Pick out each line below that contains the word "wooden" and copy it.

• Image outline annotation lines
- - -
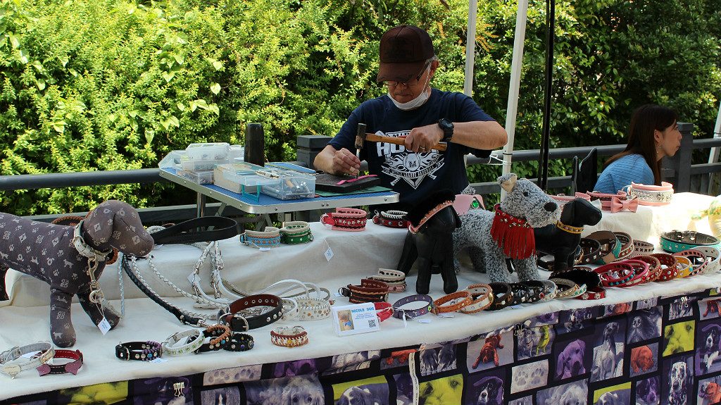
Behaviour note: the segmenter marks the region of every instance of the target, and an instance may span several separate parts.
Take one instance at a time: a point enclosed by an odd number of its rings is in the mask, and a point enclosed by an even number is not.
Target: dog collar
[[[22,357],[23,355],[35,353],[36,352],[40,352],[40,353],[33,355],[26,361],[7,364],[9,362]],[[7,374],[14,378],[22,371],[37,368],[48,362],[54,355],[55,349],[53,348],[53,345],[49,342],[40,342],[20,347],[16,346],[0,353],[0,366],[1,366],[0,367],[0,373]]]

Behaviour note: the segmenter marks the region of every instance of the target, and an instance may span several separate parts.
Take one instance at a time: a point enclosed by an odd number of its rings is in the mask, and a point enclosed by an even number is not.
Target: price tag
[[[107,333],[107,331],[110,330],[110,323],[107,321],[107,319],[105,316],[102,318],[102,321],[100,321],[100,323],[97,324],[97,329],[100,329],[100,333],[103,336]]]

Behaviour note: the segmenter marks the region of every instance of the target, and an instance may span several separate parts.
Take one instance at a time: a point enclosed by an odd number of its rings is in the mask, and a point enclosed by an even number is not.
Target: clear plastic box
[[[185,148],[190,160],[228,160],[230,144],[227,142],[191,143]]]
[[[182,169],[180,166],[180,162],[182,161],[183,156],[187,159],[187,153],[185,151],[170,151],[170,153],[165,155],[165,157],[160,160],[160,163],[158,164],[158,167],[161,169],[175,169],[180,170]]]
[[[262,193],[278,200],[297,200],[315,197],[315,176],[293,170],[266,170],[277,182],[262,187]]]
[[[198,184],[212,184],[212,170],[178,170],[177,175]]]

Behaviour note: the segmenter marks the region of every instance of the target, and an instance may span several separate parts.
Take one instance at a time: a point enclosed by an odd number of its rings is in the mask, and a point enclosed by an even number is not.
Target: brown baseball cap
[[[412,25],[392,28],[381,38],[377,81],[407,82],[435,55],[433,43],[425,30]]]

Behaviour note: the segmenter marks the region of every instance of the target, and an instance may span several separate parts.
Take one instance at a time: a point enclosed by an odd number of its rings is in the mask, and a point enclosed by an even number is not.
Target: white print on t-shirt
[[[386,133],[386,135],[397,138],[410,133],[410,130]],[[403,179],[412,187],[417,189],[426,176],[435,179],[434,174],[443,166],[443,156],[438,151],[416,153],[406,151],[402,145],[385,142],[376,143],[376,149],[379,156],[385,157],[381,172],[394,178],[391,185]]]

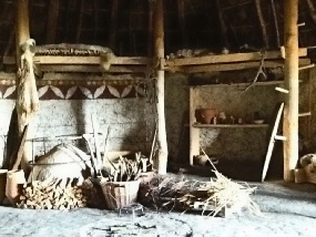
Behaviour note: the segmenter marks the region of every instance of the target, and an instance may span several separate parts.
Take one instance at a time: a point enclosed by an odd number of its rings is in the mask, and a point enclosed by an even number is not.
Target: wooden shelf
[[[268,127],[268,124],[193,124],[192,126],[196,128],[258,128]]]
[[[266,81],[266,82],[256,82],[253,85],[277,85],[283,84],[284,81]],[[231,83],[231,84],[204,84],[204,85],[190,85],[190,87],[221,87],[221,86],[248,86],[252,82],[247,83]]]

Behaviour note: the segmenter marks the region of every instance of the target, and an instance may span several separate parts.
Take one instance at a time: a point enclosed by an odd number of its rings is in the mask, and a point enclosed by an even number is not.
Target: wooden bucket
[[[6,197],[6,183],[8,169],[0,169],[0,205]]]
[[[7,173],[6,196],[13,206],[19,202],[24,184],[26,177],[22,169],[10,171]]]
[[[129,182],[100,182],[105,198],[105,206],[109,209],[126,207],[137,199],[140,189],[139,181]]]

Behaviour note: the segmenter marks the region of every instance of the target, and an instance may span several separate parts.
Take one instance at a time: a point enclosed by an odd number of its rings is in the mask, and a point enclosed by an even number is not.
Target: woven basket
[[[0,205],[6,197],[6,183],[8,169],[0,169]]]
[[[13,206],[19,202],[24,184],[26,177],[22,169],[7,173],[6,196]]]
[[[101,182],[100,185],[105,198],[105,206],[109,209],[126,207],[137,199],[139,181]]]

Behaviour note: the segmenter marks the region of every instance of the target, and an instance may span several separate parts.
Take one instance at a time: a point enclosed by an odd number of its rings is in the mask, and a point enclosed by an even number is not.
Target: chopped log
[[[33,209],[72,209],[85,207],[90,197],[85,188],[63,185],[63,179],[47,184],[34,181],[28,184],[17,204],[21,208]],[[61,187],[62,186],[62,187]]]

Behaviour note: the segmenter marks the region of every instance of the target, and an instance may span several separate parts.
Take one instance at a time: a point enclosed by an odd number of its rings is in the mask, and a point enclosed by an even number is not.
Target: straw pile
[[[206,210],[207,215],[216,216],[223,210],[241,214],[245,208],[253,215],[262,215],[251,198],[256,187],[233,182],[214,169],[216,177],[210,182],[155,176],[151,182],[141,184],[140,202],[157,212],[175,208],[201,210],[204,215]]]

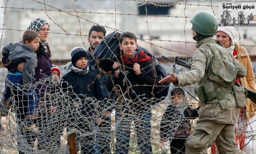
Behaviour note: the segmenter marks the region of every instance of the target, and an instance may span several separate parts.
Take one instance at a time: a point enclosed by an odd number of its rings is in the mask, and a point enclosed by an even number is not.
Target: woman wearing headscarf
[[[238,82],[245,88],[256,91],[254,72],[250,57],[247,50],[234,41],[235,33],[235,28],[232,26],[219,27],[216,33],[216,40],[228,52],[232,53],[234,58],[246,68],[247,76],[243,78],[236,78],[236,81]],[[249,137],[250,135],[248,133],[249,131],[256,129],[255,108],[256,108],[255,103],[247,98],[245,107],[241,108],[238,121],[236,125],[236,135],[235,140],[236,144],[241,150],[247,153],[255,153],[256,152],[255,149],[253,151],[253,142]]]
[[[35,74],[34,76],[36,82],[42,80],[49,77],[51,74],[51,50],[47,43],[48,37],[50,32],[50,26],[49,23],[42,18],[36,18],[33,19],[27,29],[32,29],[39,33],[40,35],[40,42],[39,44],[39,48],[36,52],[37,57],[37,66],[35,69]],[[10,44],[9,45],[4,47],[2,50],[3,58],[2,63],[3,66],[8,69],[9,73],[15,73],[17,71],[22,72],[24,63],[14,63],[10,60],[9,60],[9,52],[15,48],[15,44]],[[17,84],[22,82],[22,80],[17,81]],[[43,83],[43,82],[42,82]],[[7,82],[6,82],[7,83]],[[38,98],[40,100],[42,97],[44,92],[45,87],[43,84],[38,84],[36,87],[36,92],[38,94]],[[22,100],[22,96],[19,96],[21,98],[19,100]],[[6,89],[4,92],[4,100],[7,100],[11,97],[11,89],[9,87],[6,86]],[[18,103],[22,104],[22,103]],[[18,125],[22,124],[22,121],[26,121],[26,117],[24,116],[26,110],[19,110],[18,108]],[[34,125],[33,125],[34,126]],[[24,130],[24,131],[22,131]],[[31,145],[32,147],[34,145],[34,141],[36,139],[36,134],[38,133],[38,128],[36,127],[26,127],[24,129],[21,129],[21,133],[26,140],[28,144]],[[18,142],[18,146],[19,149],[19,153],[24,153],[21,151],[22,149],[24,151],[28,151],[32,150],[32,148],[29,149],[24,149],[24,147],[22,148],[21,143]],[[32,151],[31,151],[32,152]]]

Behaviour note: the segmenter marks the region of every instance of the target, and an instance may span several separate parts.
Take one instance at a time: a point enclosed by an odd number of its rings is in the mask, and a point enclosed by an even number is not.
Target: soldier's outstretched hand
[[[166,82],[178,82],[178,79],[177,79],[177,77],[176,76],[176,74],[174,73],[170,73],[170,75],[167,76],[166,77],[160,80],[158,83],[162,84]]]

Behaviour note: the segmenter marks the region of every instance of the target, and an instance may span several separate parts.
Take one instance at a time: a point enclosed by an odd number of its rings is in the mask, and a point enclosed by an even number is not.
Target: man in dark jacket
[[[89,70],[98,76],[100,84],[104,98],[103,108],[104,115],[102,116],[103,121],[98,125],[97,139],[100,148],[101,153],[110,153],[111,134],[111,112],[113,110],[112,100],[115,100],[114,92],[110,92],[106,86],[108,74],[98,66],[97,60],[94,57],[94,52],[98,44],[103,40],[106,35],[106,29],[103,26],[94,25],[89,31],[88,41],[90,44],[88,49],[88,67]],[[110,99],[109,99],[110,98]]]

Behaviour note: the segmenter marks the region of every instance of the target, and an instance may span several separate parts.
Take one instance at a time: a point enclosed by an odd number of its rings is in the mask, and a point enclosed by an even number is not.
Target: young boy
[[[126,31],[121,34],[121,54],[117,56],[113,65],[114,73],[107,82],[109,91],[116,86],[125,98],[118,102],[115,109],[117,154],[129,153],[130,126],[133,121],[140,153],[153,151],[150,141],[151,104],[147,101],[153,97],[153,87],[158,79],[153,60],[143,51],[138,54],[137,47],[137,37],[133,33]]]
[[[96,145],[94,131],[96,126],[96,122],[99,123],[101,120],[94,118],[98,112],[93,98],[102,100],[104,96],[96,75],[89,71],[88,53],[86,50],[82,47],[75,47],[71,50],[71,63],[69,63],[70,66],[66,65],[66,68],[70,68],[71,71],[62,78],[63,92],[69,92],[69,96],[71,99],[70,103],[73,103],[67,104],[67,108],[71,108],[69,110],[73,114],[69,123],[67,123],[67,129],[77,129],[79,131],[86,133],[82,135],[78,134],[79,139],[77,140],[82,144],[82,153],[96,153],[98,148]],[[100,104],[100,106],[101,105]],[[77,106],[79,108],[75,108]],[[73,110],[79,112],[72,111]]]
[[[38,99],[34,88],[32,88],[32,84],[37,66],[36,51],[39,47],[40,35],[34,30],[27,30],[24,33],[22,40],[22,43],[9,44],[4,47],[4,48],[10,49],[9,59],[11,62],[19,64],[25,62],[22,72],[18,70],[15,72],[8,72],[4,99],[7,100],[10,98],[11,86],[12,86],[12,90],[16,90],[17,94],[19,95],[18,96],[23,95],[23,99],[22,99],[23,106],[17,106],[19,108],[18,113],[24,114],[24,116],[28,118],[33,118],[35,116],[33,115],[33,111],[37,106]],[[3,51],[5,50],[3,49]],[[3,55],[4,54],[3,52]],[[23,90],[20,90],[20,89]],[[28,108],[23,108],[25,106]]]
[[[186,139],[191,133],[189,119],[198,117],[199,108],[186,107],[187,92],[181,87],[171,90],[170,100],[171,104],[168,106],[160,123],[161,143],[169,139],[171,153],[185,153]]]
[[[57,66],[51,68],[52,78],[47,82],[44,96],[38,104],[38,126],[40,133],[37,135],[38,149],[40,153],[54,153],[59,151],[61,135],[64,123],[68,115],[65,110],[63,94],[59,79],[61,70]],[[51,146],[49,146],[51,145]]]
- - -
• REPLY TO THE TASK
Target: wooden shelf
Target: wooden bucket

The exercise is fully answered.